▶ _What you have to do_:
A single stretch of the material below is to be transcribed exactly, starting at the line with "Kindly point to the uniform" and ending after the line with "Kindly point to the chair".

▶ _Listed records_:
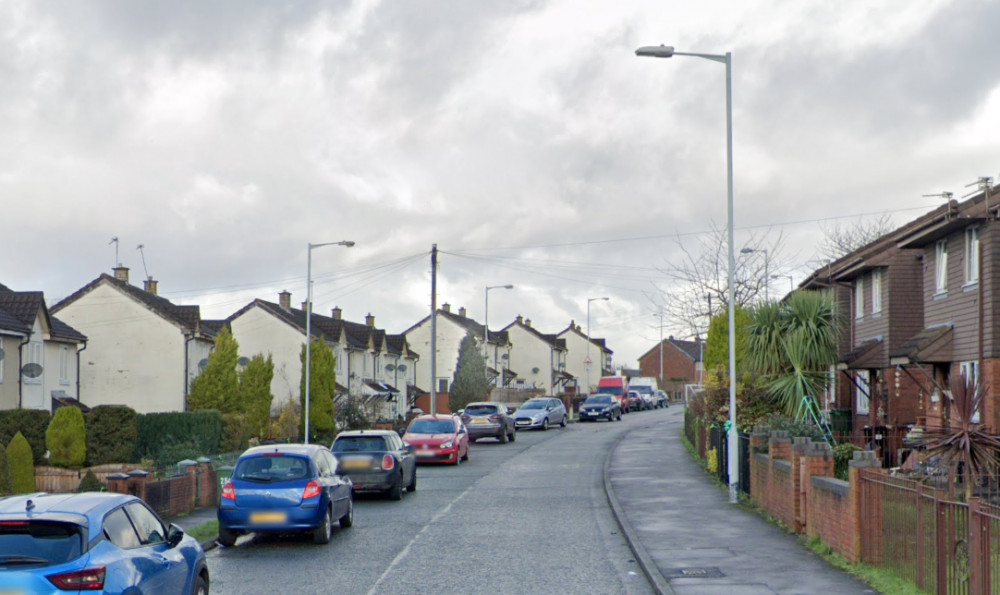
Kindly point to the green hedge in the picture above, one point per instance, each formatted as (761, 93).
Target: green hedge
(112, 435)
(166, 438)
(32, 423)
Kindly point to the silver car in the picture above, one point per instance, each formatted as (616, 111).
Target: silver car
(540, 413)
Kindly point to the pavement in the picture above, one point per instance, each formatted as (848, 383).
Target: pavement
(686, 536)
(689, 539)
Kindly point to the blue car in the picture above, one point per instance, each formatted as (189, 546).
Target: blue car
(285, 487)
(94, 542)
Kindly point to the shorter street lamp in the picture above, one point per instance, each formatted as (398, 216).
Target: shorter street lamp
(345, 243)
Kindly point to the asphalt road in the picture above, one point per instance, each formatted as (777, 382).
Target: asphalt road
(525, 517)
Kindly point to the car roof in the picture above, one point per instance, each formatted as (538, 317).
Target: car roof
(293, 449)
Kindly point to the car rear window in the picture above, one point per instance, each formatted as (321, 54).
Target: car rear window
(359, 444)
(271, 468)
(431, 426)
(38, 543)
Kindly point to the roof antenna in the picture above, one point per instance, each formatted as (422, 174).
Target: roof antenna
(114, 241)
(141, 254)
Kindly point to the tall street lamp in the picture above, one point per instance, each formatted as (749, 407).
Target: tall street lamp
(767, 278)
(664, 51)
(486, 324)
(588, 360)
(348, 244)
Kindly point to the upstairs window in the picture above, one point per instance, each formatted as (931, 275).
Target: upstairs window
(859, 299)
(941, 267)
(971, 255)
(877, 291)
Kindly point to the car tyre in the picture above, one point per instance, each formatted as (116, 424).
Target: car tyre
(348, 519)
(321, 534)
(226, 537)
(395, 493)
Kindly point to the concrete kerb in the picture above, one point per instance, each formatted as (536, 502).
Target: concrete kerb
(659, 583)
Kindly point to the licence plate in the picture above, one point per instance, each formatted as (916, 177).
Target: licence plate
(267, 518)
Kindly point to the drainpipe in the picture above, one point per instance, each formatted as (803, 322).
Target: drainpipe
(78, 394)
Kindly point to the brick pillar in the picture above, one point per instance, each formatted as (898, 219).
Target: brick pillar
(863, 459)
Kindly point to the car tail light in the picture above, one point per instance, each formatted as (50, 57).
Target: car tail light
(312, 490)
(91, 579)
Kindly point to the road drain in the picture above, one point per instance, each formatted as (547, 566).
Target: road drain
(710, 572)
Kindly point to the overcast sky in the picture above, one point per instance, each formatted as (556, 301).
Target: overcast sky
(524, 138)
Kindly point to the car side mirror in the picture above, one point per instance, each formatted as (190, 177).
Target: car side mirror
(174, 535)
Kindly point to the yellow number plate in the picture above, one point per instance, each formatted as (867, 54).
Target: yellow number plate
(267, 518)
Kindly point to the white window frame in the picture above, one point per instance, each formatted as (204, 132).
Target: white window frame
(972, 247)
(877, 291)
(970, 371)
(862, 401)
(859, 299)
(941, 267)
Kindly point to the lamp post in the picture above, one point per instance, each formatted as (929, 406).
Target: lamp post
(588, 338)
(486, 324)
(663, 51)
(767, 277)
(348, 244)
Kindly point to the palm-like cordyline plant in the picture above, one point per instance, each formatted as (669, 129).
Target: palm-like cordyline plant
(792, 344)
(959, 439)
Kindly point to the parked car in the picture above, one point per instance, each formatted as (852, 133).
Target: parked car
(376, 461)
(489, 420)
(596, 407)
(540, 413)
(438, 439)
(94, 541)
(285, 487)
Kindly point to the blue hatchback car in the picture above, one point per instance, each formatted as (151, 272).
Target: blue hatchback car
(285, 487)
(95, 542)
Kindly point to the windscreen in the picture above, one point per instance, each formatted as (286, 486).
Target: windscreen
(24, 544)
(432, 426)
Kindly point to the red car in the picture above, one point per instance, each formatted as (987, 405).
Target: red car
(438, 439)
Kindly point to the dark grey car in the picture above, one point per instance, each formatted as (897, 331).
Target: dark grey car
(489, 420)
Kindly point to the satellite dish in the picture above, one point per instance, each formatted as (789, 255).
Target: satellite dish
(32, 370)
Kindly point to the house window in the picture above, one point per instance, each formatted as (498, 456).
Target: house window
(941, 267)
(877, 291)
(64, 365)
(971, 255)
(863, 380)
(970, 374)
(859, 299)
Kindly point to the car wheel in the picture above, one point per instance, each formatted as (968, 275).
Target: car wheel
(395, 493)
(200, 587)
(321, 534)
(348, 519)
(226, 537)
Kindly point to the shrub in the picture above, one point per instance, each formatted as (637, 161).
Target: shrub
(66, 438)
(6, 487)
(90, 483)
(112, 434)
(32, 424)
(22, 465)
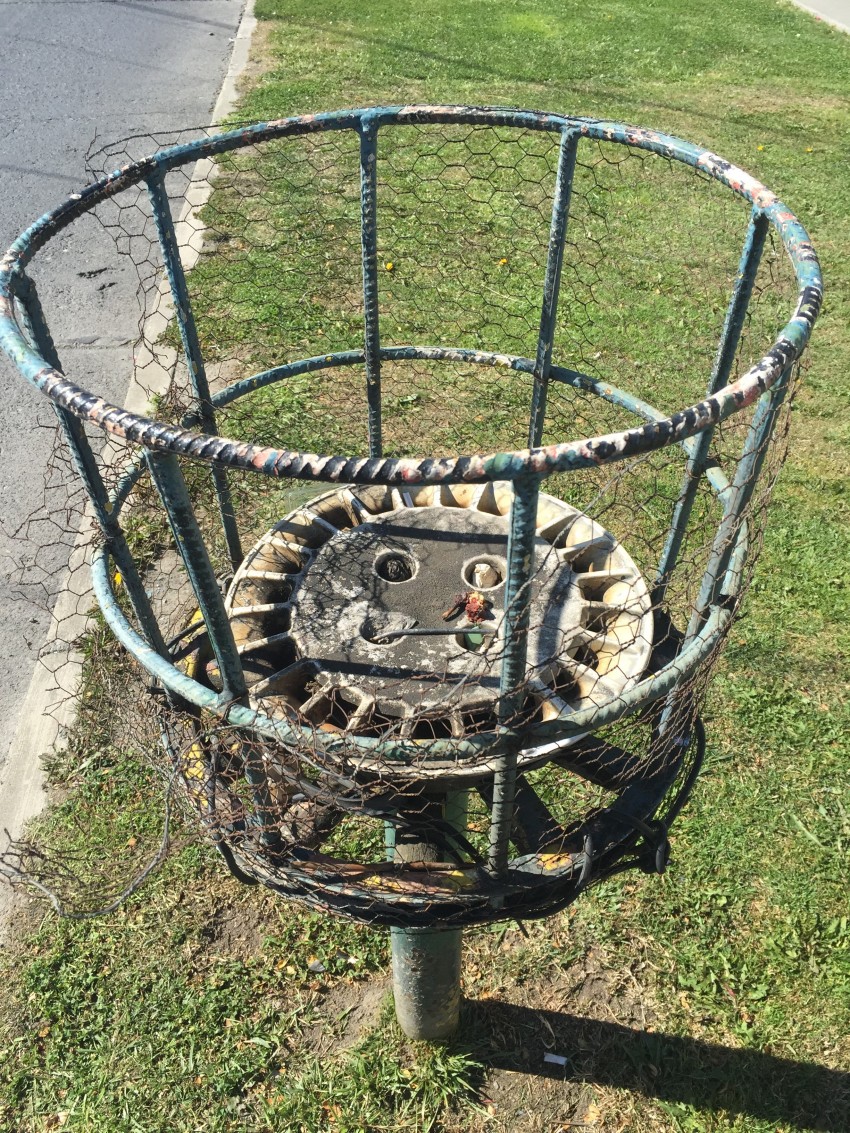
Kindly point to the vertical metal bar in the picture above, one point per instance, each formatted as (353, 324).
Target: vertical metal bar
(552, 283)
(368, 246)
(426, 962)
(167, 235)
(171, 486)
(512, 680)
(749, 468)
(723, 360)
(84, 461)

==

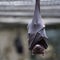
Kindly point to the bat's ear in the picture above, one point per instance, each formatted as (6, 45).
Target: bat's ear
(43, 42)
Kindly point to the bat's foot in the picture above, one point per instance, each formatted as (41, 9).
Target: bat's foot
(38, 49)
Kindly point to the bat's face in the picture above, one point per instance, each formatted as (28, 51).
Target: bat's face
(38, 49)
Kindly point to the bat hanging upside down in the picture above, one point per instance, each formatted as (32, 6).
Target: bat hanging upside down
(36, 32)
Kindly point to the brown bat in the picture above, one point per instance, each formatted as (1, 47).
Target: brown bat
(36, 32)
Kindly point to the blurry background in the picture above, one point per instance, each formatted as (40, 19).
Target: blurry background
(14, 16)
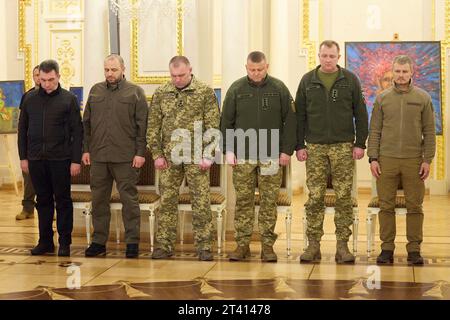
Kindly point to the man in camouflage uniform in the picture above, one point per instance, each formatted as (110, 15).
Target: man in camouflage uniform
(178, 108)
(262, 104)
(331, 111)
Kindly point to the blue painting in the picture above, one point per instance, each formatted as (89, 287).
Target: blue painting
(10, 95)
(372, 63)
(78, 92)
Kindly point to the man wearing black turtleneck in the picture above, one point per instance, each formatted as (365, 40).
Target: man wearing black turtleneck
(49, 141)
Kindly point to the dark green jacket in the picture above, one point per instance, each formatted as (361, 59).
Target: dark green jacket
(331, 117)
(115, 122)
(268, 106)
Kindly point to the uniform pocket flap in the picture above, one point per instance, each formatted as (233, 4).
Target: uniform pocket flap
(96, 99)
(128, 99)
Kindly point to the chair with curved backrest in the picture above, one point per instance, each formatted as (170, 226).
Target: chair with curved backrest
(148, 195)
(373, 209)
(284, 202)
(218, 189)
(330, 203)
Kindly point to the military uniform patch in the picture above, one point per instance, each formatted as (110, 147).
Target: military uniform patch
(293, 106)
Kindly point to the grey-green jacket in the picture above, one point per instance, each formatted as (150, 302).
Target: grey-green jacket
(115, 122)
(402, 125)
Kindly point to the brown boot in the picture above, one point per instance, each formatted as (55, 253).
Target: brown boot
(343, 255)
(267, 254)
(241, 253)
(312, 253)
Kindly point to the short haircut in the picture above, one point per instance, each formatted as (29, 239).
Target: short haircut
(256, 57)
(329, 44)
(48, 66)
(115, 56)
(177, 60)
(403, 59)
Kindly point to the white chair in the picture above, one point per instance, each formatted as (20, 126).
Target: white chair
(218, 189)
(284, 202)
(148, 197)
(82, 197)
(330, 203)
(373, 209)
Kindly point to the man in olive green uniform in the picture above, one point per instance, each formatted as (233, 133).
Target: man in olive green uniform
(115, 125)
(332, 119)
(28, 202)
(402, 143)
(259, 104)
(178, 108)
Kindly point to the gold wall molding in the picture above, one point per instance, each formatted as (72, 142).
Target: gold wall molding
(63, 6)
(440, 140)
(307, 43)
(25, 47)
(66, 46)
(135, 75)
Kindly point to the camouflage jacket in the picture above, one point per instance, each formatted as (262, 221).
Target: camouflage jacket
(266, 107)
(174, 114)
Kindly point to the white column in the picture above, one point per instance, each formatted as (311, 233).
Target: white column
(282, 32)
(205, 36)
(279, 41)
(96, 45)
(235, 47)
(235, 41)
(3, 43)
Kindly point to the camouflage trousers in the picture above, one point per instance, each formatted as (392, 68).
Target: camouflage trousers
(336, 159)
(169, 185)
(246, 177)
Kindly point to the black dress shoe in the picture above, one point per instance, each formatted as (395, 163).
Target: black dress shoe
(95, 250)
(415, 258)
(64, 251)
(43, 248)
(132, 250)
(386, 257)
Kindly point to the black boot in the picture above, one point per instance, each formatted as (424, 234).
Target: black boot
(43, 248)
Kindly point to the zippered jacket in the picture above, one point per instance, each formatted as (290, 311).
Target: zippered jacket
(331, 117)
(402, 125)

* * *

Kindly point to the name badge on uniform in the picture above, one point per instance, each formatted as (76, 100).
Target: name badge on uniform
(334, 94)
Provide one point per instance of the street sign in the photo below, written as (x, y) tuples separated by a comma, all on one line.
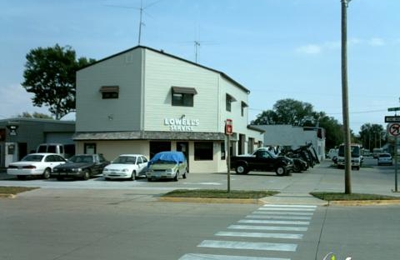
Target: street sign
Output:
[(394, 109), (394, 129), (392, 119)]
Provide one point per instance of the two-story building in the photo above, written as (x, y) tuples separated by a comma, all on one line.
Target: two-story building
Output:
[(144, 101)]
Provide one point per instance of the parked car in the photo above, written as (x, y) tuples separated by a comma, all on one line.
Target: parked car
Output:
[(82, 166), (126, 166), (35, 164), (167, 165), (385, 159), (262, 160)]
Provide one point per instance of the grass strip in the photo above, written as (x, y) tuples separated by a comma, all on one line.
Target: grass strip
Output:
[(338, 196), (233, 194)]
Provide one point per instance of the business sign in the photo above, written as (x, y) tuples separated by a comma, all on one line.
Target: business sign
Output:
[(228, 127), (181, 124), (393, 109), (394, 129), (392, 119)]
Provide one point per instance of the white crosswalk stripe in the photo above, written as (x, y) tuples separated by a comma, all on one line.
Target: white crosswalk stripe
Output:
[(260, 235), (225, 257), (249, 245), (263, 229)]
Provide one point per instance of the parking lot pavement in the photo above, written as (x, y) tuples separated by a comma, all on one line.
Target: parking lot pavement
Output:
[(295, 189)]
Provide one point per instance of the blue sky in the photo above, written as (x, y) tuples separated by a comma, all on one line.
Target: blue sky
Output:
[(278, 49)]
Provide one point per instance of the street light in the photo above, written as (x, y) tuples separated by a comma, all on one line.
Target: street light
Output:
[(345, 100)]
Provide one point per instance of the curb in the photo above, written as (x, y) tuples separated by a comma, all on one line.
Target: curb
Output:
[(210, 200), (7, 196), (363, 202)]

▶ _Answer box_:
Kindly point to the uniform pocket flap in the picture above, one point per instance, each formatted as (233, 4).
Target: uniform pocket flap
(96, 99)
(128, 99)
Kindly point to the chair with curved backrest in the picture above, one point per instance, each formatted as (170, 226).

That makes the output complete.